**ACTIVITY**
With no line omitted, restate the records below exactly as they appear.

===== DATASET EXCERPTS

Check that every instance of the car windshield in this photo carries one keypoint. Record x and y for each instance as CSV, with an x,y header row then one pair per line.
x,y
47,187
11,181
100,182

==========

**RESPONSE AREA**
Check that every instance of the car windshield in this photo carries one keypoint. Record x and y for each instance as CSV, with an x,y header row then one pair per line.
x,y
47,187
11,181
100,182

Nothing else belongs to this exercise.